* _Given request_:
Pick out every line in the data below that contains the word "blue", and copy each one.

* * * * * * * * *

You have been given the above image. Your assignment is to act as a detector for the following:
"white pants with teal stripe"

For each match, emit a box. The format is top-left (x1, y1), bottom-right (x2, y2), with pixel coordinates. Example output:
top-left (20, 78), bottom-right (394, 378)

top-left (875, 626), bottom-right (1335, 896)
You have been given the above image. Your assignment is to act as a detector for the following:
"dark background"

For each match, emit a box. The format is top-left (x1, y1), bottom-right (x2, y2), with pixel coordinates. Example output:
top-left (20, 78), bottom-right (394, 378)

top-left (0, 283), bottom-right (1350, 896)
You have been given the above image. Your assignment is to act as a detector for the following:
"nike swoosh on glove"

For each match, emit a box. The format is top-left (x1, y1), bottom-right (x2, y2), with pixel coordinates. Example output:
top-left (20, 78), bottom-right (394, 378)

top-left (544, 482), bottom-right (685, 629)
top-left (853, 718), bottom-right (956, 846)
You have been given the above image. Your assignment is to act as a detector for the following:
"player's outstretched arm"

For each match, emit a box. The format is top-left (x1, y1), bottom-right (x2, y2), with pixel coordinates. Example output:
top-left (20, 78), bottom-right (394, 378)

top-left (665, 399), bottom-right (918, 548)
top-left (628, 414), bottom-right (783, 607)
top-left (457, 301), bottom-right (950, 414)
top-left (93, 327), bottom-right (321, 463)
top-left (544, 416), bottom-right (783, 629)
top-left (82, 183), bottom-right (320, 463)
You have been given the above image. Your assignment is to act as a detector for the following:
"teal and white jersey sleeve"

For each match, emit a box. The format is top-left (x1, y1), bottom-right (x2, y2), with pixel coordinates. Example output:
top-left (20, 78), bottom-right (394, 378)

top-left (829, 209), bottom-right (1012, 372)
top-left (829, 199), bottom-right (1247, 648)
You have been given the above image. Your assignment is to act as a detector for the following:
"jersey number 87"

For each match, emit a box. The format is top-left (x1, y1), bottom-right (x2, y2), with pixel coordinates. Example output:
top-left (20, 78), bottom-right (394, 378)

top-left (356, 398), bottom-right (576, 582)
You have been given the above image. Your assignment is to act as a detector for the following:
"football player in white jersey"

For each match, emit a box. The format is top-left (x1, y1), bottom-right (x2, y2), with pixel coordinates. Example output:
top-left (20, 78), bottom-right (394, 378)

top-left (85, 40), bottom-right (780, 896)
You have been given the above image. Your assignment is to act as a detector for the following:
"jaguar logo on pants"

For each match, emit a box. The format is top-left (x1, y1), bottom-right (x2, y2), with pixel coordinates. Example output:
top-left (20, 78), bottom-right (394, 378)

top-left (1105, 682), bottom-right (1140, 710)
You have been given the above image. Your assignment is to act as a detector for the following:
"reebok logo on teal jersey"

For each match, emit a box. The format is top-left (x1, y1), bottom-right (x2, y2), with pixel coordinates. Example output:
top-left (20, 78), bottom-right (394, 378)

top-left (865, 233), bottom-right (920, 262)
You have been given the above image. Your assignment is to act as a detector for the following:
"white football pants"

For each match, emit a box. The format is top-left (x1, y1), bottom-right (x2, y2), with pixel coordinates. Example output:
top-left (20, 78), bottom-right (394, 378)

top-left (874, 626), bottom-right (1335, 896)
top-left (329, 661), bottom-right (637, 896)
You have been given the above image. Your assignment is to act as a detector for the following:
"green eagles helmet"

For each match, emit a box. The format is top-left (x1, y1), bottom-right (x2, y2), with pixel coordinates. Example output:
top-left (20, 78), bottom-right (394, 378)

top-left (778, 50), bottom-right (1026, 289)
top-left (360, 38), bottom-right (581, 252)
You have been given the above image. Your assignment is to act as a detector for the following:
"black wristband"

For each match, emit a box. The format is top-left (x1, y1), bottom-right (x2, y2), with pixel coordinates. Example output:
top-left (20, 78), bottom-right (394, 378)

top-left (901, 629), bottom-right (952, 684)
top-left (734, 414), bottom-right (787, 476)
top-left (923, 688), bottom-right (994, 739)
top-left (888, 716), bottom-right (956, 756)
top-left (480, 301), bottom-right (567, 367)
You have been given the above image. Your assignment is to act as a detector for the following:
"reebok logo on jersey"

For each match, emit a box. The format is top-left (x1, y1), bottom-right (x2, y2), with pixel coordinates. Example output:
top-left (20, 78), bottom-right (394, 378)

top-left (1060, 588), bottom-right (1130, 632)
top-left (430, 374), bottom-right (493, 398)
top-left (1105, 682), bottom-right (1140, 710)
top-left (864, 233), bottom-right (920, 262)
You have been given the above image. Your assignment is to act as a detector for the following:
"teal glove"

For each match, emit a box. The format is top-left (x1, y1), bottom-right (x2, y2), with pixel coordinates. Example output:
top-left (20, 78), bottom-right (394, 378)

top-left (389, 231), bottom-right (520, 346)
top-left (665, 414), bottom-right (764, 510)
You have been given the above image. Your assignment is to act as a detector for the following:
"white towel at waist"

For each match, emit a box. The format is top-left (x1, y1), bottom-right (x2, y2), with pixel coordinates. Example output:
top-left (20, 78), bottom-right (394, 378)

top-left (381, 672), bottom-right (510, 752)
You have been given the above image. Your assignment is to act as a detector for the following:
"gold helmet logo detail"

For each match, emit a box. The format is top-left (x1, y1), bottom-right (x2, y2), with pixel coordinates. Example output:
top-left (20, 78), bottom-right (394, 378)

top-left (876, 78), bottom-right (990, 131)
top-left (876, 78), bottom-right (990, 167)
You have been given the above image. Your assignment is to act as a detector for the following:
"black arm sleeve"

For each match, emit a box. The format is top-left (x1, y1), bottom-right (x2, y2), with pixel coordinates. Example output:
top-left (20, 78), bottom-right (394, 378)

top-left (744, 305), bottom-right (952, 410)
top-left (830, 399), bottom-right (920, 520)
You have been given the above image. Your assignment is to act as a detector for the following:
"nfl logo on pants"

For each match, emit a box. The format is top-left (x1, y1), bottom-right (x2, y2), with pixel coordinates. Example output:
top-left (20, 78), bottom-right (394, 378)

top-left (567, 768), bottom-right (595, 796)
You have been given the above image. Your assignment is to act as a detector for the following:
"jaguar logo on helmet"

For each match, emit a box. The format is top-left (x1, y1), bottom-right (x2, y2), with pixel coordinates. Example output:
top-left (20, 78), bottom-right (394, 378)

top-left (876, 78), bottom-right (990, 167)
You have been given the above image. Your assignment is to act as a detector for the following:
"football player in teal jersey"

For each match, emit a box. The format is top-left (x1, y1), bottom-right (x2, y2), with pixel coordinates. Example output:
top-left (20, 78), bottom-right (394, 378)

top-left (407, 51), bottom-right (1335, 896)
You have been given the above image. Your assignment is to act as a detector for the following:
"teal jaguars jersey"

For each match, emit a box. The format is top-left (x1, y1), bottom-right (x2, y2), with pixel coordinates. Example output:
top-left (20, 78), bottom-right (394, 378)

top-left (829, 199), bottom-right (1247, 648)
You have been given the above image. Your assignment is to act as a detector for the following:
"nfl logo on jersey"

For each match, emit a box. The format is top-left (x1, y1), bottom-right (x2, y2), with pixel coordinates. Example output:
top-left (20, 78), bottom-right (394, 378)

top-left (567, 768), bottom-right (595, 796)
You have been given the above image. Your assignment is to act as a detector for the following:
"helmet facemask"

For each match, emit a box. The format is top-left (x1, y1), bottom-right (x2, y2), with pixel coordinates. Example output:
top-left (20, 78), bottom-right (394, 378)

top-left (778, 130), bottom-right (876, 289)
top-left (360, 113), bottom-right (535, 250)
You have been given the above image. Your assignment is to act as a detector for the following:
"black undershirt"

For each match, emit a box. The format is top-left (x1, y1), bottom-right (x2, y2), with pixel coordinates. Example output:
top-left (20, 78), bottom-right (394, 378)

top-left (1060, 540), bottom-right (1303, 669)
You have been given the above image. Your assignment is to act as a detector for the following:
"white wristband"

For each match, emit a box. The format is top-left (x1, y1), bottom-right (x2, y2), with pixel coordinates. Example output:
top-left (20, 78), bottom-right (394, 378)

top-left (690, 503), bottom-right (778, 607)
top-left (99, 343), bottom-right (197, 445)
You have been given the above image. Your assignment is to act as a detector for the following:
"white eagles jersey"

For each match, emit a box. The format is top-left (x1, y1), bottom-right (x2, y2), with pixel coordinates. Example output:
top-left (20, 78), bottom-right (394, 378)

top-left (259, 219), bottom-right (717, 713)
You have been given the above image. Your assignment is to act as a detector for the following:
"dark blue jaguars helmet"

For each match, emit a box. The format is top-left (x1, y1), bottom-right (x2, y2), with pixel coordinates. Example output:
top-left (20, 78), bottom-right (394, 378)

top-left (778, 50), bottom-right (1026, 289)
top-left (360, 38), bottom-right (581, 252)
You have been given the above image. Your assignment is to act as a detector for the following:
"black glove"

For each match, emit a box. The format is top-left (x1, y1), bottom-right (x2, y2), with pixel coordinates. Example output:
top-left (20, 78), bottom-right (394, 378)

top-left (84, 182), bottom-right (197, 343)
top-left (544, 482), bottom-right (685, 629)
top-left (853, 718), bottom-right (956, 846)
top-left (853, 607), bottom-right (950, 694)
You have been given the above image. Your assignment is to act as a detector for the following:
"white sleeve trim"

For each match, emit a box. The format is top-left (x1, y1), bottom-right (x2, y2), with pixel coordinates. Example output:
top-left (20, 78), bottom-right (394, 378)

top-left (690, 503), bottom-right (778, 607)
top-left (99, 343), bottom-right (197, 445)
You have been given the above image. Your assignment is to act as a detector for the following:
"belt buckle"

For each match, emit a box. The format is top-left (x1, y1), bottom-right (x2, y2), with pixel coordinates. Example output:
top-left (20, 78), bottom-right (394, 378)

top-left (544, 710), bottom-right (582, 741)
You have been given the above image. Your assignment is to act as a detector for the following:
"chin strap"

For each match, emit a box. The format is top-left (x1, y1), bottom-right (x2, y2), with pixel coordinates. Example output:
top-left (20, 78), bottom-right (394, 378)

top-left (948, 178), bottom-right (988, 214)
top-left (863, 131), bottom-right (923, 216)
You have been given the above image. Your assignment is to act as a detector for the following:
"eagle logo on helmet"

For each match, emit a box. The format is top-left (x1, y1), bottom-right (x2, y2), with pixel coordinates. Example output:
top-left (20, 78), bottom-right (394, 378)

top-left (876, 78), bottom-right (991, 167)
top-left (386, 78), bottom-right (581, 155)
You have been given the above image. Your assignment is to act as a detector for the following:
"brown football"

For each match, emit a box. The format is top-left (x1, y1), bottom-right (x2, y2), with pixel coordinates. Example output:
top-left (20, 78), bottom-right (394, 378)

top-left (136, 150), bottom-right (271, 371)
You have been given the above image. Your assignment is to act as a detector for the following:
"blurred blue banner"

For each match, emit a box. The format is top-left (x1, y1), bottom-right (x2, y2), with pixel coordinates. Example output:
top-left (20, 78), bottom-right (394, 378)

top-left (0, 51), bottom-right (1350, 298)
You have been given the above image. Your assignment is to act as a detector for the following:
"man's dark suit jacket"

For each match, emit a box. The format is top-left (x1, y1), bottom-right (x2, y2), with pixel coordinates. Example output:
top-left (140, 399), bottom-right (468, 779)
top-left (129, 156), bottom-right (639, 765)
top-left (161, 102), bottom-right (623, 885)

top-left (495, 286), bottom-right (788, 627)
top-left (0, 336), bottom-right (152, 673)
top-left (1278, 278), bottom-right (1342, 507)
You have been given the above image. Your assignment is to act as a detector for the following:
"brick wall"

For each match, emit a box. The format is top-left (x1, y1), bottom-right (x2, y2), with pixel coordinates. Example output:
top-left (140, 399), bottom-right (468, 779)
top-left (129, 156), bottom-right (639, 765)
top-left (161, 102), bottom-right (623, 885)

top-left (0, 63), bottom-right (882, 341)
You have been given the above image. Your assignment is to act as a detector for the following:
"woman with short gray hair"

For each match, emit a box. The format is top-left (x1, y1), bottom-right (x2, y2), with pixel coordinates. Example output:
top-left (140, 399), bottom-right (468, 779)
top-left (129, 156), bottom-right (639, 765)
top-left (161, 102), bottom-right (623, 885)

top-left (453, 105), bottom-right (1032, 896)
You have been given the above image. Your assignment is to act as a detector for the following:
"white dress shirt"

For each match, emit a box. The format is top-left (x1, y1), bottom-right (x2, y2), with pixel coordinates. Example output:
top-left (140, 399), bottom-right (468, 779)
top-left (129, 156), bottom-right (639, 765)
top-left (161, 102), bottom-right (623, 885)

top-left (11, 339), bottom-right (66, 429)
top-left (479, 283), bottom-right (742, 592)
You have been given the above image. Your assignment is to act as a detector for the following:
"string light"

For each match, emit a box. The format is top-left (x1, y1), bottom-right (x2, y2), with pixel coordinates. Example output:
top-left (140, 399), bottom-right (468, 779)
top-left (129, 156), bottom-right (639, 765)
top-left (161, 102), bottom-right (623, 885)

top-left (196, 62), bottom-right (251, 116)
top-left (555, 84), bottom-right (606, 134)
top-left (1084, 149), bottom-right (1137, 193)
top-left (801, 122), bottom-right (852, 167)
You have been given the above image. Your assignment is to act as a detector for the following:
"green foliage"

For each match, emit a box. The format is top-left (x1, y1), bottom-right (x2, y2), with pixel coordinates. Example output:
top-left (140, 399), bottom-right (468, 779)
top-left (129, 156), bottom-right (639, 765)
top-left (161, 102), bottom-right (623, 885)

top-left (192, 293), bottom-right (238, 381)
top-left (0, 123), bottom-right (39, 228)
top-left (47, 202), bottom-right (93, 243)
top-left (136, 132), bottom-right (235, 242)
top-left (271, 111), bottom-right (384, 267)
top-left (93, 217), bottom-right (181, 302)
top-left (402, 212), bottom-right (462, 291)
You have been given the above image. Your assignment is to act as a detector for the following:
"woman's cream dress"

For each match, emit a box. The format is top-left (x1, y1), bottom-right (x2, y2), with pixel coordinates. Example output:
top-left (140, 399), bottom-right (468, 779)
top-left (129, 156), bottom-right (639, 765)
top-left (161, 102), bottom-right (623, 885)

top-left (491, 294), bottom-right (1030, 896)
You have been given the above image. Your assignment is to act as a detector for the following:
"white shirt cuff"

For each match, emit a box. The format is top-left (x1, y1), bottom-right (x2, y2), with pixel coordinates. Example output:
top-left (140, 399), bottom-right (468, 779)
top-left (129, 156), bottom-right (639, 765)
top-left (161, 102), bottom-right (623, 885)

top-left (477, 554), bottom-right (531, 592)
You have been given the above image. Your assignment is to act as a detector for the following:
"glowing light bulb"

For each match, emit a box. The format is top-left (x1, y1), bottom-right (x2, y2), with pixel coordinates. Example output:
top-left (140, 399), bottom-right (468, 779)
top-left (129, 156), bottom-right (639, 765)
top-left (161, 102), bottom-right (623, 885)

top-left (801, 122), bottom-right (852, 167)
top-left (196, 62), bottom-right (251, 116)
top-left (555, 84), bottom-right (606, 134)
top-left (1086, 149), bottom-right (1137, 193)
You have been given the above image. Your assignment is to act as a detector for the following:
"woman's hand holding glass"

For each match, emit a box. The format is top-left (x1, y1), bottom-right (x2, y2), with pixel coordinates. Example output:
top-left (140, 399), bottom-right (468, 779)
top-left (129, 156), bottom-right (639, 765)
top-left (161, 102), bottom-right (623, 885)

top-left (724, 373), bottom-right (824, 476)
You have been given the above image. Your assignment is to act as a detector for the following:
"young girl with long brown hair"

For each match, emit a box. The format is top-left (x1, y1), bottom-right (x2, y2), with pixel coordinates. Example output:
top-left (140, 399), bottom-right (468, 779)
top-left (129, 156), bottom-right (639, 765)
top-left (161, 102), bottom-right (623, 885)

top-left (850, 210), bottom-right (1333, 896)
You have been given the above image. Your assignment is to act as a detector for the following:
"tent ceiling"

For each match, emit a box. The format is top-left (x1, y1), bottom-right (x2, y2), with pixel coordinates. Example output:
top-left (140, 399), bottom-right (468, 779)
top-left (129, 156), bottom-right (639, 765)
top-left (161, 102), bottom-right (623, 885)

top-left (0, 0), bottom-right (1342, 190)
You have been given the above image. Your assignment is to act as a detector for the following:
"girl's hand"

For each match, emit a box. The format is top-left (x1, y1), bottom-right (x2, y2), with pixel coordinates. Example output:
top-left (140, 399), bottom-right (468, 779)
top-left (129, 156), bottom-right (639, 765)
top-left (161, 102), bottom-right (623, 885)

* * * * * * * * *

* _Written solution_:
"dark blue jaguars helmet"
"blurred blue banner"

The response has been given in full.